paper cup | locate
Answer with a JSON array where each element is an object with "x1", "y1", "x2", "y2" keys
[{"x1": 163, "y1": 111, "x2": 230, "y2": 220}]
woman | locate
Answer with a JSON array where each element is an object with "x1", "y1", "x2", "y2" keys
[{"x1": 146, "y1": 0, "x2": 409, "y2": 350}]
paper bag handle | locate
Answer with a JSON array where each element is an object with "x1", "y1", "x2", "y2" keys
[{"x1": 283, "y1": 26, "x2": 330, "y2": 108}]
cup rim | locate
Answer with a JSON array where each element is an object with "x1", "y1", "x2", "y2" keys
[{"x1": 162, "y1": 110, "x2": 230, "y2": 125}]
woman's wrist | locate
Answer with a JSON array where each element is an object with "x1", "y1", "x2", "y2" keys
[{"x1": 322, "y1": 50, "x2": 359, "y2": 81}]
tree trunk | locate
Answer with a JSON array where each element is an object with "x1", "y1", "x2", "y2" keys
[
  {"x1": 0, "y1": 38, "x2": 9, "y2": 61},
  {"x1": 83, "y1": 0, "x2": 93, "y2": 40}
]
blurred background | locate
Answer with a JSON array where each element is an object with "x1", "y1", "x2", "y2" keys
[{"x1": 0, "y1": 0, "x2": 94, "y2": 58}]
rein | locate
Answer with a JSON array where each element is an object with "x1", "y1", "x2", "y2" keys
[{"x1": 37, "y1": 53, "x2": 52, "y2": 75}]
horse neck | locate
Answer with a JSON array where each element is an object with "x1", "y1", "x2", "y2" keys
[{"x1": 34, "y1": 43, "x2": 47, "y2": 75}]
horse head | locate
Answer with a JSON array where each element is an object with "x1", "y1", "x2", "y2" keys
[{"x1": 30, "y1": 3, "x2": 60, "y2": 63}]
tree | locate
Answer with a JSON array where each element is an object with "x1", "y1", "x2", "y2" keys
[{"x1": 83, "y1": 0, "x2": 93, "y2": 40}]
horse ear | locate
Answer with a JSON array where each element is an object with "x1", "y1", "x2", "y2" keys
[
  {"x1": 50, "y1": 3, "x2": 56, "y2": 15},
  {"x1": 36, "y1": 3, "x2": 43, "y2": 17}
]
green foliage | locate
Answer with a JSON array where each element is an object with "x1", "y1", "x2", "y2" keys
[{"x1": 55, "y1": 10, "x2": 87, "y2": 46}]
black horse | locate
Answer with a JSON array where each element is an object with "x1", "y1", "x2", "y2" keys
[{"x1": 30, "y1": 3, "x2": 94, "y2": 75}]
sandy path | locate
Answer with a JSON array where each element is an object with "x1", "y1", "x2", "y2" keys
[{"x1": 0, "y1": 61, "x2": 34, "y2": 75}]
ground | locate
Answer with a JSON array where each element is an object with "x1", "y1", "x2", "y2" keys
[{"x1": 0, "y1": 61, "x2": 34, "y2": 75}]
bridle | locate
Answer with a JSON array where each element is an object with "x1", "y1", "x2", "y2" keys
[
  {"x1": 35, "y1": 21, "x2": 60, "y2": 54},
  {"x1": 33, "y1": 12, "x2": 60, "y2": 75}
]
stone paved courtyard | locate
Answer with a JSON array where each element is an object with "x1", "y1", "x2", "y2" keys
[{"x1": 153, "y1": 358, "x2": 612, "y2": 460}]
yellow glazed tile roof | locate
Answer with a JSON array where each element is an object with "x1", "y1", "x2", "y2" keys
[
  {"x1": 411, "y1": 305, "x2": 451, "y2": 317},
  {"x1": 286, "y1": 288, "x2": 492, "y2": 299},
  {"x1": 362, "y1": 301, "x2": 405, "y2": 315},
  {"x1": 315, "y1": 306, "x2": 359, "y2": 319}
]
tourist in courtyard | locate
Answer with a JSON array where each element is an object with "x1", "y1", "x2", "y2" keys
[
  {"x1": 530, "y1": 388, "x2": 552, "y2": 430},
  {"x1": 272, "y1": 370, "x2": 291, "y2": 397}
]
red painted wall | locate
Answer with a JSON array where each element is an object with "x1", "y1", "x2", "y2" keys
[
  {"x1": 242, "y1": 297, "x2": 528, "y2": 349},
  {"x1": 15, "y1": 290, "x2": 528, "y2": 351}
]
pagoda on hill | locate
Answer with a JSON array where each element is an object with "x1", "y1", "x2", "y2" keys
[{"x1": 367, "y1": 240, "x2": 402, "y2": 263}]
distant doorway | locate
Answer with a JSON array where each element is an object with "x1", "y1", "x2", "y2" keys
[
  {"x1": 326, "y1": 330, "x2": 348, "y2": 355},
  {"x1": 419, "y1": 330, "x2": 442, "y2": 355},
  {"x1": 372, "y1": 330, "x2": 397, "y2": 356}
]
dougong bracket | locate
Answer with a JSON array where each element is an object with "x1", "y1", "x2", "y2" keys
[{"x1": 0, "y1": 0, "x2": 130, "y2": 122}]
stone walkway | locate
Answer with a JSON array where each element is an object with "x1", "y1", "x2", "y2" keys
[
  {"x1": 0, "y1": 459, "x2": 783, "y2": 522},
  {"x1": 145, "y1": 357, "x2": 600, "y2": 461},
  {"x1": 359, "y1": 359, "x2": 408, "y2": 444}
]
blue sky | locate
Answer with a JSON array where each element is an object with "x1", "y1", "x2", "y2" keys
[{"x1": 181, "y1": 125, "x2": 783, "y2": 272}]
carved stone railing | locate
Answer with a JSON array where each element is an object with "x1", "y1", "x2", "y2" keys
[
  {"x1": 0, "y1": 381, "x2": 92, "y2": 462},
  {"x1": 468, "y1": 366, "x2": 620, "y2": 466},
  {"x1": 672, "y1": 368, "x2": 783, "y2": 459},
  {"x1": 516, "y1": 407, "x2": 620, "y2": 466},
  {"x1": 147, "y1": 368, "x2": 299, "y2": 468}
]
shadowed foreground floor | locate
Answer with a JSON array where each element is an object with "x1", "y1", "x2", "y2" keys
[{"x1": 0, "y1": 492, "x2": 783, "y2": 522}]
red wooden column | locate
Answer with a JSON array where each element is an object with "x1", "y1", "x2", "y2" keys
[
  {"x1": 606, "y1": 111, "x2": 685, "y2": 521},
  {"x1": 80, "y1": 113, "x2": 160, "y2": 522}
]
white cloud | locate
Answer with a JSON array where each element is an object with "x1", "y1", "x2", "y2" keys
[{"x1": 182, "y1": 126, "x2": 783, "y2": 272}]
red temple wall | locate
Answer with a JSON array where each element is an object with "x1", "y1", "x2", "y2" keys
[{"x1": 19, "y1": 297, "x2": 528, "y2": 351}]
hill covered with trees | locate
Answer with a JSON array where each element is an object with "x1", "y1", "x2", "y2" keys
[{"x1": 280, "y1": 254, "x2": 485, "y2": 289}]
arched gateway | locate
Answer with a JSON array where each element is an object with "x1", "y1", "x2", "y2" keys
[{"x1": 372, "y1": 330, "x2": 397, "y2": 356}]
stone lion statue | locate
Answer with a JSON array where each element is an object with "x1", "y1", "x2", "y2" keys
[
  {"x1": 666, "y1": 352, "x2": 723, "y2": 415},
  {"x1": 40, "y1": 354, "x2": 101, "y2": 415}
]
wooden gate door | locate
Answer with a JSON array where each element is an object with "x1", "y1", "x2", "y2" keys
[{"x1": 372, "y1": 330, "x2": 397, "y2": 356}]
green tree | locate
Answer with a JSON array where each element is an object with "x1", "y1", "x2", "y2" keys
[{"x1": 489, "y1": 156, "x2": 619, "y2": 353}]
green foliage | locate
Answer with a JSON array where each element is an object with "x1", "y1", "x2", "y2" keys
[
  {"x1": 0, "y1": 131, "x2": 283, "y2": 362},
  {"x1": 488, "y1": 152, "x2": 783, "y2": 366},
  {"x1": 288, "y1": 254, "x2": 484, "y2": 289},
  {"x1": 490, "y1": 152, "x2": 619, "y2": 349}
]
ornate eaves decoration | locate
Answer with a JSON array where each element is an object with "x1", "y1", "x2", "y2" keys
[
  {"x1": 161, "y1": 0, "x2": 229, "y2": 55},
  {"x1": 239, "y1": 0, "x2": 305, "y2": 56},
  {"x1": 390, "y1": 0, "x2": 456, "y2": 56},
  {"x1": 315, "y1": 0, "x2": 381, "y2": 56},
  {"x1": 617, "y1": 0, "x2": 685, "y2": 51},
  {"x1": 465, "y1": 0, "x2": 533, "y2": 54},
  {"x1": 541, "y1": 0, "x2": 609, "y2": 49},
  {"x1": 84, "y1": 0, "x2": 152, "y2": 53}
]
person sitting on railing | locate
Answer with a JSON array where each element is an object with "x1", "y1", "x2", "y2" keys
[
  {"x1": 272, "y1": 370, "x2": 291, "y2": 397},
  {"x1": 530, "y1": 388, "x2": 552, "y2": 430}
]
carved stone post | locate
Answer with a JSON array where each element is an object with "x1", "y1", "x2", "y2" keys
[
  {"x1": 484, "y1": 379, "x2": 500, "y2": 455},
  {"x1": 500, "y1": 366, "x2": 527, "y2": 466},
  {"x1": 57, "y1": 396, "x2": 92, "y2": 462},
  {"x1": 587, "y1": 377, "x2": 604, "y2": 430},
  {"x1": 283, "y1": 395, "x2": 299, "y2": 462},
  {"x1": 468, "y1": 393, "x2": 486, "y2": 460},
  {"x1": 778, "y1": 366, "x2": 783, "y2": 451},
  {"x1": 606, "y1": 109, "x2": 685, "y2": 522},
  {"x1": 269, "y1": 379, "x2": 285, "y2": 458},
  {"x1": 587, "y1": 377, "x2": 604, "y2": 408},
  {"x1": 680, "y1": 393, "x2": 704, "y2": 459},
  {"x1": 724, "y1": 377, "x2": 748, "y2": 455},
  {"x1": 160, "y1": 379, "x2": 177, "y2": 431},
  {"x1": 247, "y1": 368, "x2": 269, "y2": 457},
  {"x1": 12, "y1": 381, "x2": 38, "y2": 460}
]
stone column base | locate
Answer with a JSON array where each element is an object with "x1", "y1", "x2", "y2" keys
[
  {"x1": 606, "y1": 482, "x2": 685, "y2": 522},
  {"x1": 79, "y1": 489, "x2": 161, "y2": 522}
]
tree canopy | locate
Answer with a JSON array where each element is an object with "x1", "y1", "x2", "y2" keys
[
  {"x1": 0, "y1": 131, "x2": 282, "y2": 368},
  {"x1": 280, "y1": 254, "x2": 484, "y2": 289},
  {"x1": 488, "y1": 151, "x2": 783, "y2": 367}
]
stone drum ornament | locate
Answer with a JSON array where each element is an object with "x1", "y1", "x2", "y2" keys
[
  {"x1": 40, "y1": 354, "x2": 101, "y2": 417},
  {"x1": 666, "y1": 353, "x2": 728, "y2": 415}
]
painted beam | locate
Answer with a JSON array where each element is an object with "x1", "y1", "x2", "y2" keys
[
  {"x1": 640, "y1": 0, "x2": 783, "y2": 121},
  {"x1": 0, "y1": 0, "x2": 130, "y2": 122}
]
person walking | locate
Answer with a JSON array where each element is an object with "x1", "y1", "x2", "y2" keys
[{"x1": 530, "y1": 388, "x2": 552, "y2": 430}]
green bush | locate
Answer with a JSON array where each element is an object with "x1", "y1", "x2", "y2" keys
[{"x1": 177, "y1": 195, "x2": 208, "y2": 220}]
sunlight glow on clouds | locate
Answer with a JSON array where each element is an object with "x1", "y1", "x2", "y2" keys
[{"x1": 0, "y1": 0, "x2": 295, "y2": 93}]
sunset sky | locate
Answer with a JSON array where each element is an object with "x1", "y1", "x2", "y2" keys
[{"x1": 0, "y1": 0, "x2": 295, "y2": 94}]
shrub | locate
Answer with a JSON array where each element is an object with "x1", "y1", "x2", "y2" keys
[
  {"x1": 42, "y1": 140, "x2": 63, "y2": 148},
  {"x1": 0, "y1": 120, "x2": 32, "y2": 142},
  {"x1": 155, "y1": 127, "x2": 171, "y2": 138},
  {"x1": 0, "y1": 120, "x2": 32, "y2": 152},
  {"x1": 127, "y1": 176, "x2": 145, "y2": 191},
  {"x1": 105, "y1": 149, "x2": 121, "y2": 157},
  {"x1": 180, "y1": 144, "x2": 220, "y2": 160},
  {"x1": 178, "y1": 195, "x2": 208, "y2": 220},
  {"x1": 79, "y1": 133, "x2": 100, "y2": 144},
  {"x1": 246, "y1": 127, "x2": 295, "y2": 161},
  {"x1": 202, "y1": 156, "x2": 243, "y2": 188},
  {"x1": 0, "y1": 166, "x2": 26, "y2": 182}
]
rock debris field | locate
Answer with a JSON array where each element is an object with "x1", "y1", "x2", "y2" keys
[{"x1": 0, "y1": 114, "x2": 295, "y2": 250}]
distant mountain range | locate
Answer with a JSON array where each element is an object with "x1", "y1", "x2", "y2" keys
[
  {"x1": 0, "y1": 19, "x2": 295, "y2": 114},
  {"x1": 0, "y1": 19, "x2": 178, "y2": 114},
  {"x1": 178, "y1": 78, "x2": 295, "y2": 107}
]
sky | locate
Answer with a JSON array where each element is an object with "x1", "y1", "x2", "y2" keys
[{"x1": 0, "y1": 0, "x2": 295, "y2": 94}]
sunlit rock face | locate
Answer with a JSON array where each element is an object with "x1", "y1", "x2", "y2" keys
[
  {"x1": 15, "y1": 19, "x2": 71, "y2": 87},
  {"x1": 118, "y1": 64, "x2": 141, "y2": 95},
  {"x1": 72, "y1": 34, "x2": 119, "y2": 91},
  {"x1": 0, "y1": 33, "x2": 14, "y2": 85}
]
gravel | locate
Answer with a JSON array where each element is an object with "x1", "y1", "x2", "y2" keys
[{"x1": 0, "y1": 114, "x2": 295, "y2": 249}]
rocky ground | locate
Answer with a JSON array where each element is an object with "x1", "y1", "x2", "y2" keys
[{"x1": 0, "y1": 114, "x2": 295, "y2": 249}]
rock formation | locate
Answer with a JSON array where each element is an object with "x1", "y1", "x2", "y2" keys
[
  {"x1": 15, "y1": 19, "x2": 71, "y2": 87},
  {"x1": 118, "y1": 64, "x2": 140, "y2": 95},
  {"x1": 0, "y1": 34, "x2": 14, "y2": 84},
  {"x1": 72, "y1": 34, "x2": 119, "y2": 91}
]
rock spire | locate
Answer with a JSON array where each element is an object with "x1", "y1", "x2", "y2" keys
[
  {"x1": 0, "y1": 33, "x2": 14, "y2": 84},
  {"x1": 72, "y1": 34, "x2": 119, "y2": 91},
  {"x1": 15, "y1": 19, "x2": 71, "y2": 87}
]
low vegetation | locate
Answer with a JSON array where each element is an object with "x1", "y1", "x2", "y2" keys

————

| Goal of the exercise |
Copy out every line in the rows above that contains the string "wall". Treat uppercase and lowercase letters as different.

| Result of this exercise |
red painted wall | locate
red temple wall | locate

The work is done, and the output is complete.